● EXERCISE DESCRIPTION: Rewrite every line of the listing as a JSON list of strings with one string per line, skipping blank lines. Leave the pictures out of the answer.
Start of MATERIAL PROVIDED
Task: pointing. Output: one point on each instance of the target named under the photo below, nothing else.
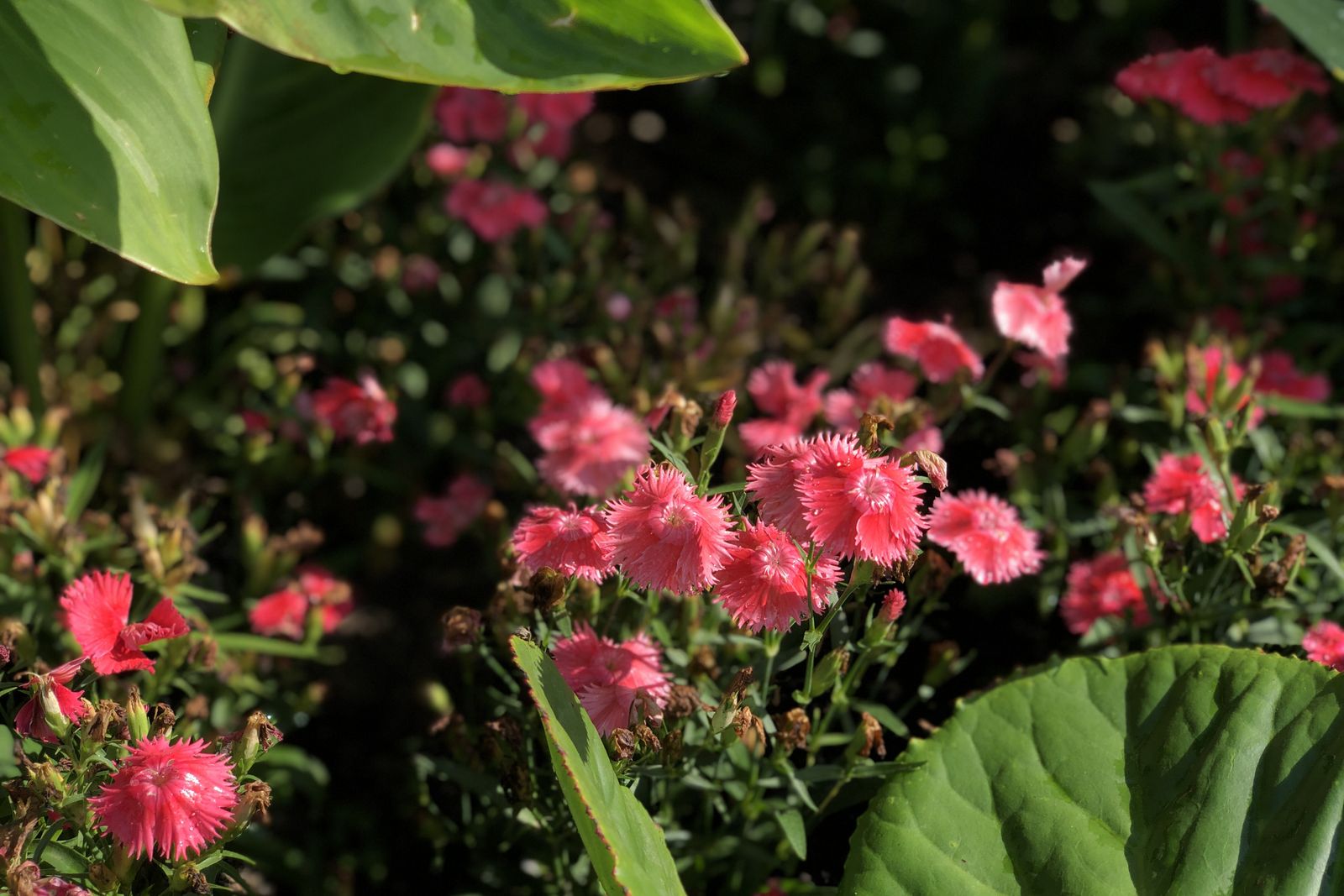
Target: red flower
(936, 348)
(98, 609)
(1037, 316)
(355, 411)
(1324, 644)
(1102, 587)
(495, 210)
(613, 681)
(30, 461)
(447, 517)
(468, 116)
(987, 537)
(569, 540)
(167, 799)
(860, 506)
(50, 699)
(1180, 485)
(664, 537)
(765, 582)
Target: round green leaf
(499, 45)
(105, 130)
(1180, 770)
(628, 851)
(299, 143)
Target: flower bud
(723, 409)
(138, 716)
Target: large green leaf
(299, 143)
(1317, 23)
(501, 45)
(1180, 770)
(628, 852)
(104, 129)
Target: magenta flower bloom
(613, 681)
(665, 537)
(1037, 316)
(167, 799)
(30, 461)
(360, 411)
(98, 614)
(936, 348)
(774, 484)
(495, 210)
(860, 506)
(51, 694)
(447, 517)
(1182, 485)
(765, 582)
(1324, 644)
(569, 540)
(987, 537)
(1101, 589)
(467, 116)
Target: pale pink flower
(1324, 644)
(51, 694)
(360, 411)
(589, 448)
(936, 348)
(1182, 485)
(1037, 316)
(447, 517)
(860, 506)
(98, 614)
(1100, 589)
(987, 537)
(495, 210)
(569, 540)
(613, 681)
(664, 537)
(168, 799)
(773, 481)
(765, 582)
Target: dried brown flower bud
(792, 730)
(622, 743)
(871, 732)
(461, 627)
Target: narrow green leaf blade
(1180, 770)
(105, 130)
(628, 851)
(299, 143)
(514, 46)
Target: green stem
(143, 358)
(18, 298)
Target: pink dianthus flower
(447, 517)
(167, 799)
(860, 506)
(987, 537)
(936, 348)
(98, 614)
(665, 537)
(765, 582)
(613, 681)
(1102, 587)
(569, 540)
(1035, 316)
(360, 411)
(1324, 644)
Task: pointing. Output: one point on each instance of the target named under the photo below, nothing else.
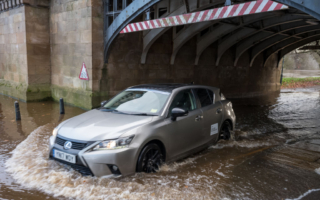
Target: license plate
(64, 156)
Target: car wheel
(226, 131)
(150, 159)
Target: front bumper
(98, 163)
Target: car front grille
(75, 145)
(85, 171)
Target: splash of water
(30, 167)
(242, 143)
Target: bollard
(61, 106)
(17, 109)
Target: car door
(184, 132)
(212, 114)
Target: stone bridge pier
(44, 43)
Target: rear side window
(184, 100)
(204, 97)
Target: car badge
(67, 145)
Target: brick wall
(76, 37)
(13, 51)
(124, 68)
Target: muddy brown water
(229, 170)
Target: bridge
(43, 45)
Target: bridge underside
(43, 46)
(241, 55)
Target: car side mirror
(178, 112)
(104, 103)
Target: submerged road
(276, 156)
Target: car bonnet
(97, 125)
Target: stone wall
(43, 45)
(13, 53)
(124, 68)
(76, 37)
(25, 53)
(38, 53)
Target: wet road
(249, 168)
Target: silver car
(142, 127)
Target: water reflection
(233, 169)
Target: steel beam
(257, 49)
(284, 44)
(154, 34)
(236, 10)
(231, 40)
(311, 7)
(290, 48)
(225, 29)
(259, 35)
(124, 18)
(190, 32)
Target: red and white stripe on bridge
(248, 8)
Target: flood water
(300, 73)
(229, 170)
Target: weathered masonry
(43, 44)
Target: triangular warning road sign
(84, 73)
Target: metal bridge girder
(258, 35)
(124, 18)
(190, 32)
(154, 34)
(294, 46)
(283, 44)
(311, 7)
(225, 29)
(276, 38)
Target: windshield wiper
(143, 114)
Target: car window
(134, 101)
(211, 94)
(204, 97)
(184, 100)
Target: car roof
(166, 87)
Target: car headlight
(114, 144)
(55, 132)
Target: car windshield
(140, 102)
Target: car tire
(226, 131)
(150, 159)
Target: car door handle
(198, 118)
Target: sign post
(84, 73)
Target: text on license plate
(64, 156)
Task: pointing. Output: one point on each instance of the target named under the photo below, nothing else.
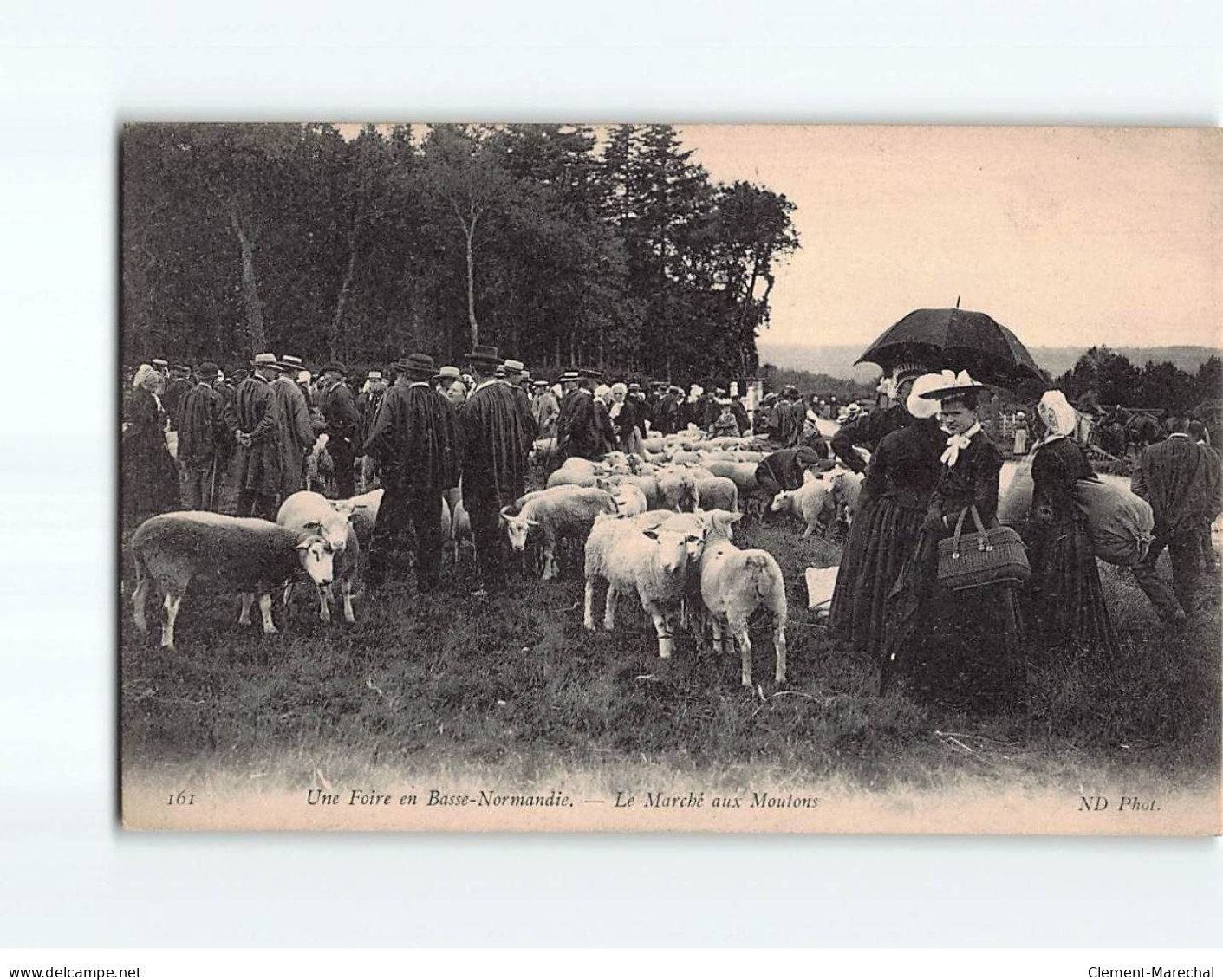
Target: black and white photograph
(616, 477)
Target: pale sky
(1070, 237)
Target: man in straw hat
(295, 435)
(544, 408)
(342, 425)
(415, 444)
(580, 425)
(496, 444)
(868, 429)
(202, 440)
(252, 419)
(514, 372)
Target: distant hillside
(838, 360)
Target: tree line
(1112, 379)
(560, 244)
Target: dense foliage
(559, 243)
(1112, 379)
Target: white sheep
(718, 494)
(734, 584)
(365, 513)
(309, 512)
(577, 472)
(847, 490)
(560, 512)
(630, 500)
(812, 501)
(652, 562)
(678, 489)
(250, 555)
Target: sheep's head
(517, 527)
(317, 557)
(723, 522)
(674, 548)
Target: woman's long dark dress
(1064, 601)
(149, 477)
(901, 477)
(973, 633)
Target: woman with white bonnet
(1064, 602)
(899, 482)
(961, 646)
(151, 477)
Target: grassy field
(514, 688)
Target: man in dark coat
(783, 470)
(1183, 482)
(415, 444)
(868, 431)
(788, 419)
(202, 441)
(175, 391)
(579, 429)
(256, 459)
(496, 444)
(514, 373)
(740, 413)
(342, 425)
(294, 426)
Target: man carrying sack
(1183, 483)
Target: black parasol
(955, 339)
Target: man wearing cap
(342, 425)
(175, 391)
(295, 434)
(415, 444)
(868, 429)
(580, 429)
(544, 410)
(202, 438)
(252, 419)
(1183, 482)
(496, 443)
(514, 371)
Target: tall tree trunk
(342, 301)
(250, 285)
(469, 228)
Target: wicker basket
(992, 556)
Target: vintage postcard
(812, 479)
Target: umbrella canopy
(955, 339)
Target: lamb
(647, 483)
(365, 513)
(252, 555)
(577, 472)
(628, 500)
(814, 503)
(307, 511)
(678, 490)
(734, 584)
(457, 528)
(654, 562)
(559, 512)
(718, 493)
(847, 489)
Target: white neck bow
(957, 443)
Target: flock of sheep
(660, 524)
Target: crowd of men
(419, 432)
End of MATERIAL PROVIDED
● TASK RESULT:
[
  "Task: pointing. Output: one point on each instance of the target named under the photo below, nothing else.",
  "Target: red flower",
  "(936, 348)",
  "(98, 609)",
  "(1037, 316)",
  "(355, 411)",
  "(1324, 644)",
  "(1102, 587)",
  "(495, 210)",
  "(613, 681)",
  "(30, 461)",
  "(447, 517)",
  "(468, 116)",
  "(987, 537)",
  "(569, 540)",
  "(167, 799)",
  "(860, 506)",
  "(50, 699)",
  "(1180, 485)",
  "(664, 537)",
  "(765, 582)",
  "Target: round green leaf",
  "(499, 45)",
  "(105, 130)",
  "(1180, 770)",
  "(628, 851)",
  "(299, 143)",
  "Target: flower bud",
  "(723, 409)",
  "(138, 716)",
  "Target: large green leaf",
  "(299, 143)",
  "(1317, 23)",
  "(501, 45)",
  "(1180, 770)",
  "(628, 852)",
  "(104, 129)",
  "Target: magenta flower bloom",
  "(613, 681)",
  "(665, 537)",
  "(1037, 316)",
  "(167, 799)",
  "(30, 461)",
  "(360, 411)",
  "(98, 614)",
  "(936, 348)",
  "(774, 484)",
  "(495, 210)",
  "(860, 506)",
  "(51, 694)",
  "(447, 517)",
  "(1182, 485)",
  "(765, 582)",
  "(1324, 644)",
  "(569, 540)",
  "(987, 537)",
  "(1101, 589)",
  "(467, 116)",
  "Target: pale pink flower",
  "(1324, 644)",
  "(51, 694)",
  "(360, 411)",
  "(589, 448)",
  "(936, 348)",
  "(1182, 485)",
  "(1037, 316)",
  "(447, 517)",
  "(860, 506)",
  "(98, 614)",
  "(1100, 589)",
  "(987, 537)",
  "(495, 210)",
  "(569, 540)",
  "(613, 681)",
  "(664, 537)",
  "(168, 799)",
  "(773, 481)",
  "(765, 582)",
  "Target: dried brown flower bud",
  "(792, 730)",
  "(622, 743)",
  "(871, 732)",
  "(461, 627)",
  "Target: narrow green leaf blade",
  "(1180, 770)",
  "(105, 130)",
  "(628, 851)",
  "(299, 143)",
  "(514, 46)",
  "Target: green stem",
  "(143, 358)",
  "(18, 298)",
  "Target: pink dianthus flower",
  "(447, 517)",
  "(167, 799)",
  "(860, 506)",
  "(987, 537)",
  "(936, 348)",
  "(98, 614)",
  "(665, 537)",
  "(765, 582)",
  "(613, 681)",
  "(1102, 587)",
  "(569, 540)",
  "(1035, 316)",
  "(360, 411)",
  "(1324, 644)",
  "Task: pointing. Output: one point on each instance of the target named under the photo below, nothing else.",
  "Target: license plate",
  "(64, 156)",
  "Target: car wheel",
  "(226, 131)",
  "(150, 159)",
  "Target: front bumper",
  "(98, 163)",
  "Target: car front grille",
  "(75, 145)",
  "(85, 171)",
  "Target: splash of water",
  "(30, 167)",
  "(242, 143)",
  "Target: bollard",
  "(61, 106)",
  "(17, 109)",
  "Target: car door",
  "(184, 132)",
  "(212, 114)",
  "Target: stone bridge pier",
  "(44, 43)",
  "Target: rear side window",
  "(184, 100)",
  "(204, 97)",
  "Target: car badge",
  "(67, 145)",
  "Target: brick wall",
  "(76, 37)",
  "(13, 51)",
  "(124, 68)",
  "Target: muddy brown water",
  "(229, 170)",
  "Target: bridge",
  "(43, 45)",
  "Target: bridge underside",
  "(43, 46)",
  "(241, 55)",
  "Target: car side mirror",
  "(178, 112)",
  "(104, 103)",
  "Target: submerged road",
  "(276, 156)",
  "Target: car bonnet",
  "(97, 125)",
  "Target: stone wall",
  "(43, 45)",
  "(13, 53)",
  "(124, 68)",
  "(76, 37)",
  "(25, 53)",
  "(38, 53)",
  "Target: wet road",
  "(249, 168)",
  "Target: silver car",
  "(142, 127)",
  "Target: water reflection",
  "(233, 169)",
  "Target: steel beam",
  "(257, 49)",
  "(284, 44)",
  "(154, 34)",
  "(236, 10)",
  "(231, 40)",
  "(311, 7)",
  "(290, 48)",
  "(225, 29)",
  "(259, 35)",
  "(124, 18)",
  "(190, 32)",
  "Target: red and white stripe on bridge",
  "(248, 8)",
  "Target: flood water",
  "(300, 73)",
  "(229, 170)",
  "Target: weathered masonry",
  "(43, 44)",
  "Target: triangular warning road sign",
  "(84, 73)",
  "Target: metal bridge girder",
  "(258, 35)",
  "(124, 18)",
  "(190, 32)",
  "(154, 34)",
  "(294, 46)",
  "(283, 44)",
  "(311, 7)",
  "(225, 29)",
  "(276, 38)",
  "Target: windshield wiper",
  "(143, 114)",
  "Target: car window",
  "(134, 101)",
  "(211, 94)",
  "(204, 97)",
  "(184, 100)",
  "Target: car roof",
  "(166, 87)",
  "Target: car headlight",
  "(114, 144)",
  "(55, 132)",
  "Target: car windshield",
  "(140, 102)",
  "Target: car tire",
  "(226, 131)",
  "(150, 159)",
  "Target: car door handle",
  "(198, 118)",
  "Target: sign post",
  "(84, 73)",
  "Target: text on license plate",
  "(64, 156)",
  "Task: pointing. Output: one point on each instance of the target named under the photo below, nothing else.",
  "Target: black and white photograph",
  "(616, 477)",
  "Target: pale sky",
  "(1070, 237)",
  "Target: man in straw hat",
  "(295, 435)",
  "(544, 408)",
  "(342, 425)",
  "(415, 444)",
  "(580, 425)",
  "(496, 444)",
  "(868, 429)",
  "(202, 440)",
  "(252, 419)",
  "(514, 372)",
  "Target: distant hillside",
  "(838, 360)",
  "Target: tree line",
  "(1112, 379)",
  "(560, 244)",
  "Target: dense foliage",
  "(559, 243)",
  "(1112, 379)",
  "Target: white sheep",
  "(718, 494)",
  "(734, 584)",
  "(365, 513)",
  "(309, 512)",
  "(577, 472)",
  "(847, 490)",
  "(560, 512)",
  "(630, 500)",
  "(812, 501)",
  "(652, 562)",
  "(678, 489)",
  "(250, 555)",
  "Target: sheep's head",
  "(517, 527)",
  "(317, 557)",
  "(723, 522)",
  "(674, 548)",
  "Target: woman's long dark dress",
  "(1064, 601)",
  "(149, 477)",
  "(901, 477)",
  "(973, 633)",
  "Target: woman with white bonnet",
  "(1064, 602)",
  "(899, 482)",
  "(961, 646)",
  "(151, 477)",
  "Target: grassy field",
  "(514, 688)",
  "Target: man in dark coat",
  "(783, 470)",
  "(1183, 482)",
  "(415, 444)",
  "(868, 431)",
  "(788, 419)",
  "(202, 441)",
  "(175, 391)",
  "(579, 429)",
  "(256, 459)",
  "(496, 444)",
  "(514, 373)",
  "(740, 413)",
  "(342, 425)",
  "(294, 426)",
  "Target: man carrying sack",
  "(1183, 483)",
  "Target: black parasol",
  "(955, 339)",
  "Target: man wearing cap",
  "(342, 425)",
  "(175, 391)",
  "(295, 434)",
  "(415, 444)",
  "(868, 429)",
  "(580, 429)",
  "(544, 410)",
  "(202, 438)",
  "(252, 419)",
  "(1183, 482)",
  "(496, 443)",
  "(514, 371)",
  "Target: tall tree trunk",
  "(342, 301)",
  "(250, 285)",
  "(469, 228)",
  "Target: wicker basket",
  "(992, 556)",
  "Target: vintage postcard",
  "(812, 479)",
  "Target: umbrella canopy",
  "(955, 339)",
  "Target: lamb",
  "(647, 483)",
  "(365, 513)",
  "(252, 555)",
  "(577, 472)",
  "(628, 500)",
  "(814, 503)",
  "(307, 511)",
  "(678, 490)",
  "(734, 584)",
  "(457, 528)",
  "(654, 562)",
  "(559, 512)",
  "(718, 493)",
  "(847, 489)",
  "Target: white neck bow",
  "(957, 443)",
  "Target: flock of sheep",
  "(660, 524)",
  "Target: crowd of men",
  "(419, 432)"
]